-- start Data to process --

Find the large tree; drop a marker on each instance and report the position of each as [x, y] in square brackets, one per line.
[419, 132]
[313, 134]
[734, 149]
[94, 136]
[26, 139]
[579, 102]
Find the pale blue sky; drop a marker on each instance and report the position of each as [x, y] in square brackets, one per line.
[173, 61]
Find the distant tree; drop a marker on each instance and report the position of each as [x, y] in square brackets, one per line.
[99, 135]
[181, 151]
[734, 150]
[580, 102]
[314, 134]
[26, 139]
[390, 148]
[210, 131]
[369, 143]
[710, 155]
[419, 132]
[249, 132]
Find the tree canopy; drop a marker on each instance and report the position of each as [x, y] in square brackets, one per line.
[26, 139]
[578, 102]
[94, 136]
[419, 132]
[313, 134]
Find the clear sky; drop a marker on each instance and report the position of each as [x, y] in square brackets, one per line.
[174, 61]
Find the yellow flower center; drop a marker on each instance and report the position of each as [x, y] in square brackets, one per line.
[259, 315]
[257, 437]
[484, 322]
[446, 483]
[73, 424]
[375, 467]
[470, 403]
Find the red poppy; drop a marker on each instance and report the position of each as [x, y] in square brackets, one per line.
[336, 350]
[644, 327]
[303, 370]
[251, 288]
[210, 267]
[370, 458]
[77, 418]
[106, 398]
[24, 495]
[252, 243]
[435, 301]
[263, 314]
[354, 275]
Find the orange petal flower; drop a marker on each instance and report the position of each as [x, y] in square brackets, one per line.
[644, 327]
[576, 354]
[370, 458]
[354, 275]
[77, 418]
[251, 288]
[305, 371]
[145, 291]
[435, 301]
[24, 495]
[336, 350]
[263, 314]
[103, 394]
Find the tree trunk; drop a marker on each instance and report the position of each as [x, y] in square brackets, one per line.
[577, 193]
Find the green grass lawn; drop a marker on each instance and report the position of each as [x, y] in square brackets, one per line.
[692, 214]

-- end Data to process --

§ Directions for this task:
Please pull every line of the data above into your reply unchanged, in the same order.

§ Answer for the task:
Find the large tree; drop a marker on each instance and report the position of each as [x, y] in square brackets, one per line.
[419, 132]
[313, 134]
[734, 149]
[94, 136]
[26, 139]
[579, 102]
Find the pale blue sky; drop a marker on each instance and report the position of each as [x, y] in square brackets, one per line.
[173, 61]
Find the distant tree; drop a marker on each instance and report the position of each as [x, y] in square brackets, one per line.
[99, 135]
[181, 151]
[734, 150]
[580, 102]
[314, 134]
[26, 139]
[390, 148]
[210, 131]
[369, 143]
[710, 155]
[419, 132]
[249, 132]
Find the tree canopy; drop a marker on each instance and report the position of each as [x, y] in square brackets, one per line.
[26, 139]
[578, 102]
[94, 136]
[419, 132]
[313, 134]
Find the clear sky; drop a marker on each instance and report the position of each as [x, y] in square brackets, one per line.
[174, 61]
Find the yellow flower center; drop a marker on each instance and report the position of each as [x, y] in square brackets, one per line.
[259, 315]
[257, 437]
[484, 322]
[446, 483]
[73, 424]
[375, 467]
[470, 403]
Find the red poppy; drop a marker on each instance and report the position of each as [x, y] in square brackets, one per line.
[336, 350]
[644, 327]
[303, 370]
[251, 288]
[210, 267]
[370, 458]
[77, 418]
[106, 398]
[24, 495]
[252, 243]
[435, 301]
[263, 314]
[354, 275]
Find the orange petal flower; drop a marker on each instance and report the position of each as [x, y] in square brackets, one per line.
[644, 327]
[576, 354]
[370, 458]
[354, 275]
[77, 418]
[251, 288]
[305, 371]
[145, 291]
[435, 301]
[24, 495]
[336, 350]
[263, 314]
[103, 394]
Find the tree trunk; drop a marker on each instance and report the position of each as [x, y] in square brackets, one per line.
[577, 193]
Find the green grass lawn; drop a marker on each instance and report the position of each as [x, y] in square brackets, one per line.
[692, 214]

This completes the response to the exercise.